##### INPUT DATA

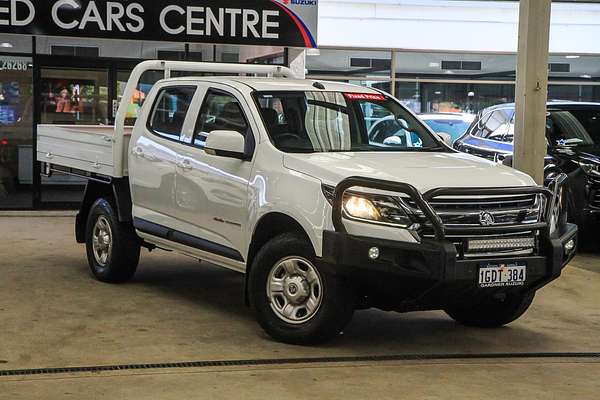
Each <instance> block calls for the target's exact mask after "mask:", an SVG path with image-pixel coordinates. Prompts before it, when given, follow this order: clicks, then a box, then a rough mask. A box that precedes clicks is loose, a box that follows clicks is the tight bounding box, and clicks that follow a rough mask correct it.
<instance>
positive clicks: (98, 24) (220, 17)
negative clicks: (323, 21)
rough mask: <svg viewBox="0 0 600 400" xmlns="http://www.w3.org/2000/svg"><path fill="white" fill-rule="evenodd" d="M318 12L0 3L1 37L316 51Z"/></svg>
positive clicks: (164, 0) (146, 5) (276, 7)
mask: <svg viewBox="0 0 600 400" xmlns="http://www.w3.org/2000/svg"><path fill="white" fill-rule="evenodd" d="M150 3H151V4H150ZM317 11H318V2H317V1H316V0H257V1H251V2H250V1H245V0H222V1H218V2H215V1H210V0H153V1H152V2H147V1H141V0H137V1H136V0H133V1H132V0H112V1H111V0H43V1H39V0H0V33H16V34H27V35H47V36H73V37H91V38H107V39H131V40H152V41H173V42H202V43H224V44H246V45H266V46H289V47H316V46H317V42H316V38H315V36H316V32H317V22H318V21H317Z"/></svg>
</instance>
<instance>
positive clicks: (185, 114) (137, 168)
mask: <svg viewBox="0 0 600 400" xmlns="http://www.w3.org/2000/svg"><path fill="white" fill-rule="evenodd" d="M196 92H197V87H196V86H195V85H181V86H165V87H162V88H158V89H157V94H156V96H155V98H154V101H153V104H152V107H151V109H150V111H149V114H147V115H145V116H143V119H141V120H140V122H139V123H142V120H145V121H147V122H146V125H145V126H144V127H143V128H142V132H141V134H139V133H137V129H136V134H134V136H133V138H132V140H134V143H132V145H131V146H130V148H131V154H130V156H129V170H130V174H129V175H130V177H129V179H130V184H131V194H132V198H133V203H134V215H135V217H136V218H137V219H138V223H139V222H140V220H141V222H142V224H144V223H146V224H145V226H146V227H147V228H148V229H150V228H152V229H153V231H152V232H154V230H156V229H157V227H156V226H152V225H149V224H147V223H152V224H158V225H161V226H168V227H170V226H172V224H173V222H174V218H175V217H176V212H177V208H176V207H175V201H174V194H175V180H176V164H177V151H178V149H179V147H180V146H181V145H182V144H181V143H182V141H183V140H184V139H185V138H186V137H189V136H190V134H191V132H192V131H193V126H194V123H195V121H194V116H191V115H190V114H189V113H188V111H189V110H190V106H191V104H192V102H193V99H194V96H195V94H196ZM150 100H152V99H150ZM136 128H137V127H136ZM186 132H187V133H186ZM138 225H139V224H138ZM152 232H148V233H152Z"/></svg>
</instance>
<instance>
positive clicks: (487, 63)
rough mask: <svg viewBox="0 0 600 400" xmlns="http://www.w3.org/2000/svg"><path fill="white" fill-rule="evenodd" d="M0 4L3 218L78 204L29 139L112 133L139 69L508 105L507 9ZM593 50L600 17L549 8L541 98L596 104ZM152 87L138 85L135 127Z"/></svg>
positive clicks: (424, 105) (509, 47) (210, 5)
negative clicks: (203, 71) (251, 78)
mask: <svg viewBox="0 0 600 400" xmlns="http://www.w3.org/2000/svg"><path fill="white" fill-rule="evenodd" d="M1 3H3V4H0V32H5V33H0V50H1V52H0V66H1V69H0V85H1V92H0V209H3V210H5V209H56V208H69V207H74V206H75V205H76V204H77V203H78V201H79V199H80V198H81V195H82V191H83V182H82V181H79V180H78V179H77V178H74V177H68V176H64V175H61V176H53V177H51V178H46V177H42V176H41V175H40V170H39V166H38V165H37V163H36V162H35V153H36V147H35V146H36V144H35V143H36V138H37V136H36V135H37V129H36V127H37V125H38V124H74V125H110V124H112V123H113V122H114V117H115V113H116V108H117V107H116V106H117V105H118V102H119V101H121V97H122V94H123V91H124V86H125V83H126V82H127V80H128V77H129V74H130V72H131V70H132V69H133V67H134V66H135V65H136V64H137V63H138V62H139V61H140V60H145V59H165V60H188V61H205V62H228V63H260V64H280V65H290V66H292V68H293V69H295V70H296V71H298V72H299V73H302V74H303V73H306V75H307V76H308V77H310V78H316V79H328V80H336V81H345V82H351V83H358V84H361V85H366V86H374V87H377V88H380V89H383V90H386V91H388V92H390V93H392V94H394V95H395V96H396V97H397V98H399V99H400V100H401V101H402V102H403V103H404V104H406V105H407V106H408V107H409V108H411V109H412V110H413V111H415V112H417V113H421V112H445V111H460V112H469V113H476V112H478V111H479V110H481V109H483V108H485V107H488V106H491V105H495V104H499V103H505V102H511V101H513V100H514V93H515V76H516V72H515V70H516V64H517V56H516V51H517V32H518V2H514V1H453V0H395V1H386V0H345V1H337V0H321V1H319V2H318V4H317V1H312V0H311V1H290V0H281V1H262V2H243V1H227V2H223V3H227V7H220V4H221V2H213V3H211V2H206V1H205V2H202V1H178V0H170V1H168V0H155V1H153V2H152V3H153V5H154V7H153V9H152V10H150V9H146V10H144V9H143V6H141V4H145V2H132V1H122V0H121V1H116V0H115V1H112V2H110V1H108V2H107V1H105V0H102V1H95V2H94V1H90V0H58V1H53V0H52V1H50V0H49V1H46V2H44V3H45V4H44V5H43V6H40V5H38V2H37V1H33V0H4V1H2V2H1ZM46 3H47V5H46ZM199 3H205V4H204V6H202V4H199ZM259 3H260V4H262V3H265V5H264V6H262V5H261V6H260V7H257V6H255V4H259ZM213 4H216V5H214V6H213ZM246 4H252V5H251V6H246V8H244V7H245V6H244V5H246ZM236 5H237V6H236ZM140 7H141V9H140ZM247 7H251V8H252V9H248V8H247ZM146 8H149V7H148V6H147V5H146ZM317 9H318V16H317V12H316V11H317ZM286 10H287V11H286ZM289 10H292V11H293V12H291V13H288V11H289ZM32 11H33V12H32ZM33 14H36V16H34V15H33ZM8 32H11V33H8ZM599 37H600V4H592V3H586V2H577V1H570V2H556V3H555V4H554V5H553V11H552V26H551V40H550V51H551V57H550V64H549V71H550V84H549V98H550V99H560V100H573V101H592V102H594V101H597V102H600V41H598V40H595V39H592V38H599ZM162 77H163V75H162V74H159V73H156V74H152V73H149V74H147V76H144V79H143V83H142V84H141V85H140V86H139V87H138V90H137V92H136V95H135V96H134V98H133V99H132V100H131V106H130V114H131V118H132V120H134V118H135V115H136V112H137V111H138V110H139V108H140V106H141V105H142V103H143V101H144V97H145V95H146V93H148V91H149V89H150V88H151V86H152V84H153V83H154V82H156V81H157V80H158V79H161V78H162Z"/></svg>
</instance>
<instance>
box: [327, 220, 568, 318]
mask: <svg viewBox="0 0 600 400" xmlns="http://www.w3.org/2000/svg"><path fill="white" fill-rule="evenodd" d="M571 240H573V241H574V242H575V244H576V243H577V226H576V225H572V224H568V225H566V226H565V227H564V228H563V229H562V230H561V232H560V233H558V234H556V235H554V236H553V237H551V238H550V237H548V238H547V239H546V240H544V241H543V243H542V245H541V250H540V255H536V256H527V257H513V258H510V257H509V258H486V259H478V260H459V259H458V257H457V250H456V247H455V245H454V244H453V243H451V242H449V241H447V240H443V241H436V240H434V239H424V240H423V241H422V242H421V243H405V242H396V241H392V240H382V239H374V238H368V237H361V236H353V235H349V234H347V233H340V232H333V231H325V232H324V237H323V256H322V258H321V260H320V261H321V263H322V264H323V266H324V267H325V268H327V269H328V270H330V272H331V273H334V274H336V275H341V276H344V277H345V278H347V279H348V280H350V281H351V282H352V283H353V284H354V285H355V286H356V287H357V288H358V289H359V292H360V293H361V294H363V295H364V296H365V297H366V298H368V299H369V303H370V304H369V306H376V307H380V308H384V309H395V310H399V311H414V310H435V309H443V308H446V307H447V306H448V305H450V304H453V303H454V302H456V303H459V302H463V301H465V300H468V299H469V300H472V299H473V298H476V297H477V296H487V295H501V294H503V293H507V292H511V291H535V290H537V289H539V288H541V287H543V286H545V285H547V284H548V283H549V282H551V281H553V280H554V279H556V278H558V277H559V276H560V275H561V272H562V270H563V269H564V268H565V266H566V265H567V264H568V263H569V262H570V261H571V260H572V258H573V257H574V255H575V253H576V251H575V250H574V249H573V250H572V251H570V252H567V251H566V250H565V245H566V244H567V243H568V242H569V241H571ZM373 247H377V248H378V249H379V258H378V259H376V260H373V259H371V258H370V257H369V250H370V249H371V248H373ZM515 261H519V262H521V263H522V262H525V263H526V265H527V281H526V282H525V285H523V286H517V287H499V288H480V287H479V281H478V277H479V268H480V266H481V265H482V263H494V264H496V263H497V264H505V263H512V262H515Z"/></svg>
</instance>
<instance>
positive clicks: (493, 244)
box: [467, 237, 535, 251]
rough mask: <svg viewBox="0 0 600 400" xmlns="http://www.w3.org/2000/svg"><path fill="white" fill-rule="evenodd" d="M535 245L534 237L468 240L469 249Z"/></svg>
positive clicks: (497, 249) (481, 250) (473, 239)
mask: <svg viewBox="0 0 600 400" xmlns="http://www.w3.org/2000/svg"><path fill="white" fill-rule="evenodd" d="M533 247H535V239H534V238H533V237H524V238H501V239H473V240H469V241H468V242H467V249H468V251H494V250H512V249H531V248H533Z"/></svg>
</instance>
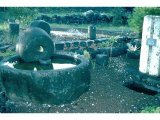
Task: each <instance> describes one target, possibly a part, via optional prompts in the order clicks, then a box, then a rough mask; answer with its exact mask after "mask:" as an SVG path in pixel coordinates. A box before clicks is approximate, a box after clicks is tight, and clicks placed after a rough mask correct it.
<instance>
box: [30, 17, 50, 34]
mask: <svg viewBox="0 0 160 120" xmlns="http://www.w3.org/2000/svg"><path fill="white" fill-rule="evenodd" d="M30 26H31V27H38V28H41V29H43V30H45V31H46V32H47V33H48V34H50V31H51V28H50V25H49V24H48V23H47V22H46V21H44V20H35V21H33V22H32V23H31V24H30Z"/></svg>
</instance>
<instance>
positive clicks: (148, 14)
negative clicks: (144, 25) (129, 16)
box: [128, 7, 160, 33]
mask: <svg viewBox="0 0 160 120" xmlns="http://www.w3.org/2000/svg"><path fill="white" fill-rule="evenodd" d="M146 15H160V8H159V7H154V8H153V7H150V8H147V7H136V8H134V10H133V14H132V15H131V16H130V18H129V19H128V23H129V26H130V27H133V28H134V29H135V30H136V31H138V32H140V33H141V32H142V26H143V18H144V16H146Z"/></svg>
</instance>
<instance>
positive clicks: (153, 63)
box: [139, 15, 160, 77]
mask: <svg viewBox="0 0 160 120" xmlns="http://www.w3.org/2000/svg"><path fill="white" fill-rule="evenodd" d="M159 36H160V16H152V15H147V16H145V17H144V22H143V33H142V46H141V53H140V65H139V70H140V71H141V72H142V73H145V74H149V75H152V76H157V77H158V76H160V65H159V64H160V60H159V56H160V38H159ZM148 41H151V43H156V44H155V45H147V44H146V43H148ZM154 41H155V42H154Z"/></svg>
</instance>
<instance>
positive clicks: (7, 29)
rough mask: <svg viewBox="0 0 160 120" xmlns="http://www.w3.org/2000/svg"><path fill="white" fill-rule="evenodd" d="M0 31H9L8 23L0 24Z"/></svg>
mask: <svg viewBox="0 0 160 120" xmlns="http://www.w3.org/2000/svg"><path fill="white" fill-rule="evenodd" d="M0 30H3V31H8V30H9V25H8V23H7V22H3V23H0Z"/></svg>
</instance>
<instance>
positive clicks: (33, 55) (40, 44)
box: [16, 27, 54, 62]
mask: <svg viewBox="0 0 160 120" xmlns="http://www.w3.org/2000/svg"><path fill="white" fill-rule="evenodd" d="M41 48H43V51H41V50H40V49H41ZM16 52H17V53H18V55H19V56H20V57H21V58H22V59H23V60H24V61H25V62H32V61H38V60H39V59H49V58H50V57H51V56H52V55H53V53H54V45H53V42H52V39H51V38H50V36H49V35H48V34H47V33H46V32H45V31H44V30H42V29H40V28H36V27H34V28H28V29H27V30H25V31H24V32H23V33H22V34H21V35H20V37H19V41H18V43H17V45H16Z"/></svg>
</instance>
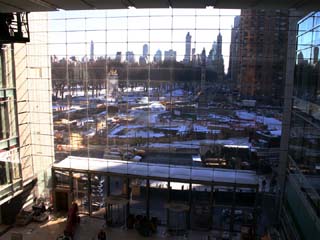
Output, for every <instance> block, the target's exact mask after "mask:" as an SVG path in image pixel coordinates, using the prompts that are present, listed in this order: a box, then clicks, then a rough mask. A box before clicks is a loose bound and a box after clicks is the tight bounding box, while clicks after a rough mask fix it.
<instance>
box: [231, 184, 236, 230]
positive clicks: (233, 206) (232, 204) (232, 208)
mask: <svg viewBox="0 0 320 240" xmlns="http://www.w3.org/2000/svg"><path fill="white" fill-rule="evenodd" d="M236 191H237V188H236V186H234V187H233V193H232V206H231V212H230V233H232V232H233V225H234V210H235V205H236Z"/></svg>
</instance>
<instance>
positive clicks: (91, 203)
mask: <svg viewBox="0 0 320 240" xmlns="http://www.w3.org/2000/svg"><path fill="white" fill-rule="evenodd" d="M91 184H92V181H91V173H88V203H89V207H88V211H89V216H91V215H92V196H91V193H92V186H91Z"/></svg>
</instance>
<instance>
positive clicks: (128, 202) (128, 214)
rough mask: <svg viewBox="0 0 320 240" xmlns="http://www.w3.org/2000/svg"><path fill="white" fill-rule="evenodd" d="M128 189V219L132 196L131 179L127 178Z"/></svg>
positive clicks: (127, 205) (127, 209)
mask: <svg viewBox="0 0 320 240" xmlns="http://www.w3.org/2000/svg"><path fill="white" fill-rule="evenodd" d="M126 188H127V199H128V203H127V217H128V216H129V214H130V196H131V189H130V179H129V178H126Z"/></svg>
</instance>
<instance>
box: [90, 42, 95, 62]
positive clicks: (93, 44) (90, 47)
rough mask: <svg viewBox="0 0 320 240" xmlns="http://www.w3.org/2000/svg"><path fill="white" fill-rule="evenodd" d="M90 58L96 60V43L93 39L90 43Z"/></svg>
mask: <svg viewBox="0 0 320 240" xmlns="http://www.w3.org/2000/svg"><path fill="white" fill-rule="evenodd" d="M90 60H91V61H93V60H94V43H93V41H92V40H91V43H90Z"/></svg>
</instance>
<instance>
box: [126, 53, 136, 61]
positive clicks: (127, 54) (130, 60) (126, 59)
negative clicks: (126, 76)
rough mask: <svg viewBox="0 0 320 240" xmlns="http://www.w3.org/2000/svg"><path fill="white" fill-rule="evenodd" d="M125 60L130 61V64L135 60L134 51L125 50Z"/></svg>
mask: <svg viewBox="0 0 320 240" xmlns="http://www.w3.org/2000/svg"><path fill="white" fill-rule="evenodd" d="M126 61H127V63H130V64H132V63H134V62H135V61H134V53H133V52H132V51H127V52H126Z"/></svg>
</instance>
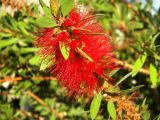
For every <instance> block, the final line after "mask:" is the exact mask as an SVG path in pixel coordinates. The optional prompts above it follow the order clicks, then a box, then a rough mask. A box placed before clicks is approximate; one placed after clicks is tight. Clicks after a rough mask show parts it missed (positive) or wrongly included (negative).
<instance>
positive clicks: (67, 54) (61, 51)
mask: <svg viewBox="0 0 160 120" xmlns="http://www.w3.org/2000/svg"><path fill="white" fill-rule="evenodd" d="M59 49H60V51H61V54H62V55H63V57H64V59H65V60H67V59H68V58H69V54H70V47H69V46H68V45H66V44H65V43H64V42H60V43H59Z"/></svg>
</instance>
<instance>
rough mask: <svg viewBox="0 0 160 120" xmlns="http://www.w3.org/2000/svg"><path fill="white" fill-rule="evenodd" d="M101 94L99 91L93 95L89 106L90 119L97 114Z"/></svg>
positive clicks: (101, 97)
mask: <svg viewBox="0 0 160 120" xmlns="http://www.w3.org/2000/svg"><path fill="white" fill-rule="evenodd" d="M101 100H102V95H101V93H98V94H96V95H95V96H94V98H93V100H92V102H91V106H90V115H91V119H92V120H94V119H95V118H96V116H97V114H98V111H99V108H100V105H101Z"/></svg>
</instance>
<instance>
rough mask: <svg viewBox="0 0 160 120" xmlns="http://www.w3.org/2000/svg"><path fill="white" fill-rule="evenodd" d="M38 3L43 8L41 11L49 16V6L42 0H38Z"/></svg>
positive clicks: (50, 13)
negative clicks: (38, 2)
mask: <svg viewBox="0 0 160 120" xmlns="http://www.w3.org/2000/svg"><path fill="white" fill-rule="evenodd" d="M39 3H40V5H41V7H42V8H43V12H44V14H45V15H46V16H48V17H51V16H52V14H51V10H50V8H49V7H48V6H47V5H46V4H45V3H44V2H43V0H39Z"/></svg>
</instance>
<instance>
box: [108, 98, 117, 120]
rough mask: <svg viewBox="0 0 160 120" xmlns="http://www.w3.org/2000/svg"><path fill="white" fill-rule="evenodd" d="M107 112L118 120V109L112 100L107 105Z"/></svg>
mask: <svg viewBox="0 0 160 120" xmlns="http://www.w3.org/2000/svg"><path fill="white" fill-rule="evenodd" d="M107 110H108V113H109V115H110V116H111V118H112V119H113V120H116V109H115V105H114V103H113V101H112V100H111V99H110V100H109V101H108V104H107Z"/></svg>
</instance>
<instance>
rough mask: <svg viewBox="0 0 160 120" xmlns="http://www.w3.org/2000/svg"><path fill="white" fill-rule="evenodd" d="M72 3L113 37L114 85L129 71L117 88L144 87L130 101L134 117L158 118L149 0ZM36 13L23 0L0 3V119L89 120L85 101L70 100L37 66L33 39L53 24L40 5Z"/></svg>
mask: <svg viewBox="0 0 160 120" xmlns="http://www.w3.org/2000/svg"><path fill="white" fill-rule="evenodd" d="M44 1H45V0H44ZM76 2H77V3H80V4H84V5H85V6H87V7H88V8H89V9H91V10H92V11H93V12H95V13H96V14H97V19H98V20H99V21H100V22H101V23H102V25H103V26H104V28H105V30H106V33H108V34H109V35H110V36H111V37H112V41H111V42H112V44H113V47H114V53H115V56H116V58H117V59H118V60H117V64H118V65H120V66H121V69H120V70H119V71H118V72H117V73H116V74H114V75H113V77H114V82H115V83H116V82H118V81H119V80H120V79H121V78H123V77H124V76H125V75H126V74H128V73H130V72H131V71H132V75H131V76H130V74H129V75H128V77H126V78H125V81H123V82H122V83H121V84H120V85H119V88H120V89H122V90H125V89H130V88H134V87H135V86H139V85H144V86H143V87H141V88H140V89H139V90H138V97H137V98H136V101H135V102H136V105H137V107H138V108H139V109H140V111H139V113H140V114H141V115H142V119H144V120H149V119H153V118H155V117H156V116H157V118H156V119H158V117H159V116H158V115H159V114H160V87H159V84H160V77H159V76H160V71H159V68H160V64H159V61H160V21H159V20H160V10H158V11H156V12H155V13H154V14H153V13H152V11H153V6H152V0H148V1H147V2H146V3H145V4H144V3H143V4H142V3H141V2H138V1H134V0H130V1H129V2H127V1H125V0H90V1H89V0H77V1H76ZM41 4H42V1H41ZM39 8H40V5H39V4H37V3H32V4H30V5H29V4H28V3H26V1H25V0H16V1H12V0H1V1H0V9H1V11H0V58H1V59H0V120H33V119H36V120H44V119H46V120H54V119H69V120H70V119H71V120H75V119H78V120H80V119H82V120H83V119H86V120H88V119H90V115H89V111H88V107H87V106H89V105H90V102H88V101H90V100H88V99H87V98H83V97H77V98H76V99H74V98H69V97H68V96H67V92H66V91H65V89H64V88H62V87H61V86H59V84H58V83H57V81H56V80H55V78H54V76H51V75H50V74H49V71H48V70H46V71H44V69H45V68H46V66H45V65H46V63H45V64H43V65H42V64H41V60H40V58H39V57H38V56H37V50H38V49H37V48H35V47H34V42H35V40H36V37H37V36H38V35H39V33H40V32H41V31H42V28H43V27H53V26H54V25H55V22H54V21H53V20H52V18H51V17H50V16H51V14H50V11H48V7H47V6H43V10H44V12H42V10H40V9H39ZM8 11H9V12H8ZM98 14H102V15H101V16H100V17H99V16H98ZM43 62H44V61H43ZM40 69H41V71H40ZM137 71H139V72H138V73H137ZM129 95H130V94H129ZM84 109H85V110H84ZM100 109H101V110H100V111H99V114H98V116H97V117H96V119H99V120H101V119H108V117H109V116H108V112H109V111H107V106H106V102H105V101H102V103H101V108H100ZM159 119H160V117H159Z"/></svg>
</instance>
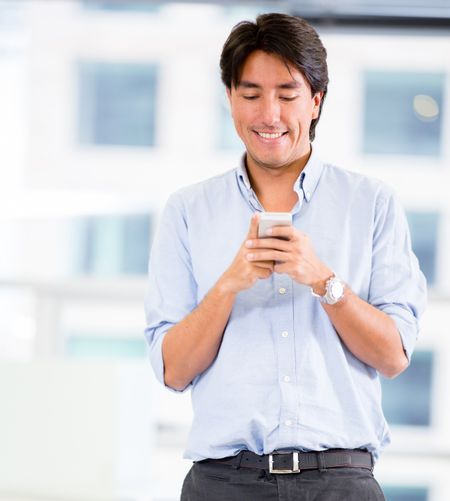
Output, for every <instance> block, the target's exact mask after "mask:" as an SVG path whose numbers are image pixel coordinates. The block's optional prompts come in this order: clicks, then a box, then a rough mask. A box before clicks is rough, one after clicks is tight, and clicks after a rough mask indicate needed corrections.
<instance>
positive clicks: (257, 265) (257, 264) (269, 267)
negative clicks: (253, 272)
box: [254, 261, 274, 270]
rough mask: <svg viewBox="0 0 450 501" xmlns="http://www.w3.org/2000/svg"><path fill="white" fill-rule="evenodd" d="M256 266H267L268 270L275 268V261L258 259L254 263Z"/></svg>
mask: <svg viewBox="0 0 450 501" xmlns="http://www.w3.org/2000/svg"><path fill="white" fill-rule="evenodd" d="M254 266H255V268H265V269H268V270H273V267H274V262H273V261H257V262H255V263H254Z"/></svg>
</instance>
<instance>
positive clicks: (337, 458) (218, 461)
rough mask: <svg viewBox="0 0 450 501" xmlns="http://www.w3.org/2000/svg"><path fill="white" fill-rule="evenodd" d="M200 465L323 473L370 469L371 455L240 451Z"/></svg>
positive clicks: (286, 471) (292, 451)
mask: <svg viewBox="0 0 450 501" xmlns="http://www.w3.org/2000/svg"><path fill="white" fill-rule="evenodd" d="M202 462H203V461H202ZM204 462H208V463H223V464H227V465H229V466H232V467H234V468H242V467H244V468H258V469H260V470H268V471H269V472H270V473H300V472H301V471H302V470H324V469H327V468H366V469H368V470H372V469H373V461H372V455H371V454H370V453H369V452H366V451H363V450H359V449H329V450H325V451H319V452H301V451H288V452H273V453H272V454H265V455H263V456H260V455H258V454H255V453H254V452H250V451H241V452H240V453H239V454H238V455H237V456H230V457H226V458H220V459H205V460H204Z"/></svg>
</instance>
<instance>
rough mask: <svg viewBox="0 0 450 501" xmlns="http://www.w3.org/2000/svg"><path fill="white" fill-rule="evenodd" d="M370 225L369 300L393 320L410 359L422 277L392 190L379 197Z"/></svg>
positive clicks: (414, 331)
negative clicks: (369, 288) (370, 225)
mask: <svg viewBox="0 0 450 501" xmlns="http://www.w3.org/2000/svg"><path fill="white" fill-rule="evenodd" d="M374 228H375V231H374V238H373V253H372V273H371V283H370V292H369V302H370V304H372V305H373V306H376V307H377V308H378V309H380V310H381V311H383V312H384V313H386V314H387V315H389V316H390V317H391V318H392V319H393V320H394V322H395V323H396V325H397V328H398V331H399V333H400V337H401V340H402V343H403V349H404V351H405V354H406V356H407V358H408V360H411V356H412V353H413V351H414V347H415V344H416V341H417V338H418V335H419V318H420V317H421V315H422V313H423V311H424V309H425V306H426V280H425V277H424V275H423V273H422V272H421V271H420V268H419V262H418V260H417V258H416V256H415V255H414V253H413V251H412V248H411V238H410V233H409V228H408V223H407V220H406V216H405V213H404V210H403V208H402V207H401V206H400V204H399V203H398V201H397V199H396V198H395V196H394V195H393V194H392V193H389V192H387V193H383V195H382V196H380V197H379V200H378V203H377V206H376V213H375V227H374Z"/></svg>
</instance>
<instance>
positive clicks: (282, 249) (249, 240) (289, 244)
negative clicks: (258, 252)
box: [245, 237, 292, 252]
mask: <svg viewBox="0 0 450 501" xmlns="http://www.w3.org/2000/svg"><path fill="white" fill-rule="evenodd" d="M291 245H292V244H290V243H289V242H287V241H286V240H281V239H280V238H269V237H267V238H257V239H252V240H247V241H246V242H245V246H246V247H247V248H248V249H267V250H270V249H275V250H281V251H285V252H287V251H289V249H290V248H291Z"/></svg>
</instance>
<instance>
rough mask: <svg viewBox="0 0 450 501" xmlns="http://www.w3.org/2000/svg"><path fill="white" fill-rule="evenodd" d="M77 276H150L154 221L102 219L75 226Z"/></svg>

##########

In the listing above, transcribe exactly everything from the line containing "box: [128, 7, 160, 33]" down to the line containing "positive clicks: (7, 29)", including both and nothing more.

- [WRITTEN REPLY]:
box: [128, 7, 160, 33]
mask: <svg viewBox="0 0 160 120" xmlns="http://www.w3.org/2000/svg"><path fill="white" fill-rule="evenodd" d="M146 15H160V8H159V7H154V8H153V7H150V8H147V7H136V8H134V10H133V14H132V15H131V16H130V18H129V19H128V23H129V26H130V27H133V28H134V29H135V30H136V31H138V32H140V33H141V32H142V26H143V18H144V16H146Z"/></svg>
</instance>
<instance>
positive clicks: (153, 63)
box: [139, 15, 160, 77]
mask: <svg viewBox="0 0 160 120" xmlns="http://www.w3.org/2000/svg"><path fill="white" fill-rule="evenodd" d="M159 36H160V16H152V15H147V16H145V17H144V22H143V33H142V46H141V53H140V65H139V70H140V71H141V72H142V73H145V74H149V75H152V76H157V77H158V76H160V65H159V64H160V60H159V56H160V38H159ZM148 41H151V43H156V44H155V45H147V44H146V43H148ZM154 41H155V42H154Z"/></svg>
</instance>
<instance>
positive clicks: (7, 29)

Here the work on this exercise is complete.